EXTRACTED RECORDS

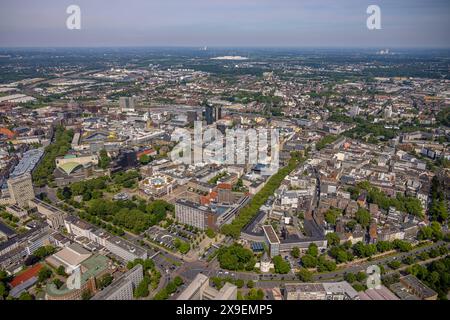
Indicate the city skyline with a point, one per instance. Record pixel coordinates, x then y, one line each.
247 23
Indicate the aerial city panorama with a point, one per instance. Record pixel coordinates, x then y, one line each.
224 150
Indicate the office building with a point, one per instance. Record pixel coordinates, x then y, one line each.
192 214
53 215
126 104
320 291
124 249
199 289
224 194
123 287
272 240
21 189
209 114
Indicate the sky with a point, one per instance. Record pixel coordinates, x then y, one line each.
246 23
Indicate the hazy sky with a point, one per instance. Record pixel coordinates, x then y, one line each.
297 23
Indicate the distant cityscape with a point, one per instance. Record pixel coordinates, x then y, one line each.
94 206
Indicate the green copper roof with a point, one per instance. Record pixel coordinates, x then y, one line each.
69 167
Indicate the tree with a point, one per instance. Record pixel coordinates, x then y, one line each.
361 276
402 246
86 294
331 216
295 252
26 296
304 275
3 290
383 246
142 288
105 281
363 217
280 265
178 281
394 264
239 283
44 251
350 277
44 274
236 257
254 294
313 250
309 261
58 283
332 239
61 271
144 159
210 233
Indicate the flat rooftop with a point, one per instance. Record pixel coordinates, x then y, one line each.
270 234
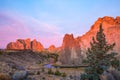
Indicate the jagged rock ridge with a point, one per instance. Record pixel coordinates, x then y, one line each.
25 44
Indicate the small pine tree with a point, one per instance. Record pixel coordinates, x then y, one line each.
98 59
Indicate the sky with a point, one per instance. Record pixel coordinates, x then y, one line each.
49 20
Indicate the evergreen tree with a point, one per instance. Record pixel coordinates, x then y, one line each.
98 59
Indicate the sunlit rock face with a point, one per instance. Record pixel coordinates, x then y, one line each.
52 48
74 48
25 44
111 28
70 52
36 46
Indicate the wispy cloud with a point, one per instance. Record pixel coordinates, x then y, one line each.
18 26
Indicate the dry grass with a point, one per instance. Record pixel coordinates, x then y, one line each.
4 77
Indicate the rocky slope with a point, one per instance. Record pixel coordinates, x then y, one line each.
75 48
25 44
70 52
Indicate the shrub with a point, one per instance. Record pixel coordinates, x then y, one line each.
38 73
50 71
64 74
4 77
1 53
43 70
57 72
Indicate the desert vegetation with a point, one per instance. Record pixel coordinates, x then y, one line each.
99 59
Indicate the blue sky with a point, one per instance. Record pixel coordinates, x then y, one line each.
49 20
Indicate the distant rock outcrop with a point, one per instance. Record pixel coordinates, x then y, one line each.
36 46
25 44
52 48
70 52
73 48
111 28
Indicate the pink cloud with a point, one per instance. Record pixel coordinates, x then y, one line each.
13 28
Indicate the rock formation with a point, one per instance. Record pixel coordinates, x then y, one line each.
52 48
26 44
36 46
73 48
111 28
70 52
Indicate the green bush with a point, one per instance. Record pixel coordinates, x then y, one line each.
1 53
4 77
50 71
64 74
38 73
57 72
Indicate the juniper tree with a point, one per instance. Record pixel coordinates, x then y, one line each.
98 57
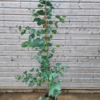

TASK INSTRUCTIONS
Report every line of the records above that contains the string "cloud", copying each such line in full. Case counts.

OUTPUT OF THE TASK
Indicate the wispy cloud with a point, one per instance. Record pixel coordinates, x then y, one line each.
Indicate the pink cloud with a point, one per instance. Record pixel coordinates, x then y, one line each.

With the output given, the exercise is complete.